• [What the task asks] Could you repeat the stretch from the line containing "of the patio" through the line containing "Query: patio chair", switching "pin" to "marker" and leaving everything else unchanged?

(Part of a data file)
• • • • • • •

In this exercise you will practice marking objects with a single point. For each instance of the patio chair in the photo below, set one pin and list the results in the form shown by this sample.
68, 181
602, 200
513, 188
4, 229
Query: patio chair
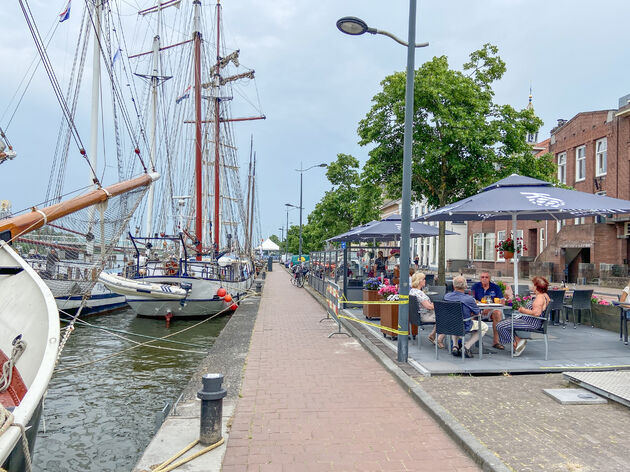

• • • • • • •

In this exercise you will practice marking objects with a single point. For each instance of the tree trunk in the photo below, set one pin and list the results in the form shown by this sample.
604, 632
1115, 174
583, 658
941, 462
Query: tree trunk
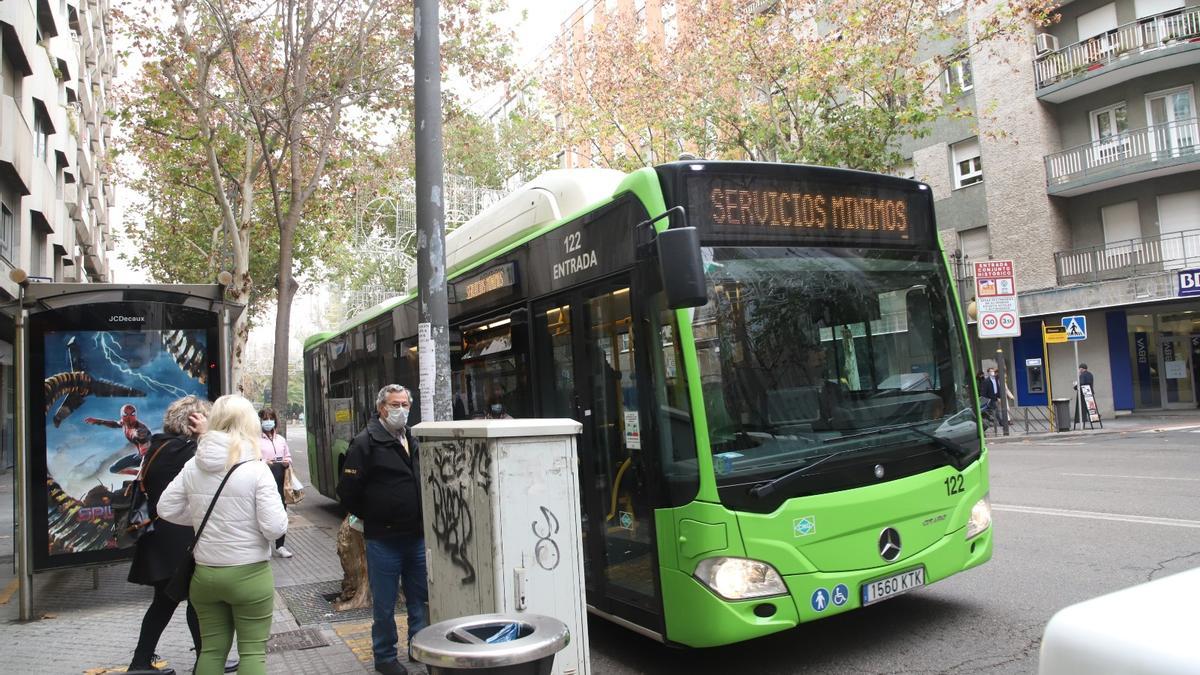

• • • • • • •

• [Result for this task]
In this exercise you will practice marking objects with a single point. For each instance of the patio chair in the photo below, set one marker and list the results in the form shown by this sample.
68, 181
602, 200
513, 188
4, 229
Query: patio chair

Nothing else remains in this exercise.